[Aim of the task]: Express the records below as a two-column CSV with the header input,output. Give one row per record, with its text and its answer each in a single quoted field, line breaks replaced by spaces and the pictures left out.

[Point labeling dataset excerpts]
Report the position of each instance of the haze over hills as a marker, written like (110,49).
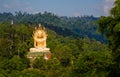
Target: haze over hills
(83,26)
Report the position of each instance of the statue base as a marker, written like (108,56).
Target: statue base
(38,52)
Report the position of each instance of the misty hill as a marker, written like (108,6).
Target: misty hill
(66,26)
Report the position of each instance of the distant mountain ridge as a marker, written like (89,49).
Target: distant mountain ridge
(66,26)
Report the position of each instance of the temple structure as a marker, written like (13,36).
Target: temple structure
(39,49)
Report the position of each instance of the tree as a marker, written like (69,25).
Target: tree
(110,27)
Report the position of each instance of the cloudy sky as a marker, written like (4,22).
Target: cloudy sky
(59,7)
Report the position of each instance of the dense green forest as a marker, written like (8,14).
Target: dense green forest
(70,56)
(77,49)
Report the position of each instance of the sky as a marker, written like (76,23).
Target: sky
(59,7)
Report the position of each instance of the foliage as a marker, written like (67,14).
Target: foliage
(110,27)
(69,54)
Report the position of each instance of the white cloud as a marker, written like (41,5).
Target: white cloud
(108,4)
(76,14)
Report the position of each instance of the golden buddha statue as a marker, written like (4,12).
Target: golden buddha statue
(40,37)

[Final result]:
input,output
"Report the position of each instance of the haze over hills as a marker, written like (110,49). Target: haze over hills","(83,26)"
"Report the position of each instance of the statue base as a marker, written like (108,56). Target: statue base","(38,52)"
"Report the position of each instance of the misty hill as a marker, written like (108,6). Target: misty hill","(66,26)"
"Report the position of each instance of the distant mountain ridge as a marker, written like (89,49). Target: distant mountain ridge","(66,26)"
"Report the position of each instance of the temple structure as a marker, written like (13,36). Target: temple structure","(39,49)"
"Report the position of each instance of the tree as a marker, written like (69,25). Target: tree","(110,27)"
"Report the position of each instance of the cloudy sky as a marker, written like (4,22). Target: cloudy sky","(59,7)"
"Report the position of each instance of the dense green forest as a marker, written like (8,14). Target: dense green forest","(70,56) (77,49)"
"Report the position of each instance of the sky as a marker, written like (76,23). Target: sky","(59,7)"
"Report the position of each instance of the foliage as a marker, written like (67,14). Target: foliage","(110,27) (69,54)"
"Report the position of each instance of the white cloud as a marker, written like (41,5). Target: white cloud","(108,4) (76,14)"
"Report the position of each instance of the golden buddha statue as a marker, written like (4,12). Target: golden buddha statue","(40,37)"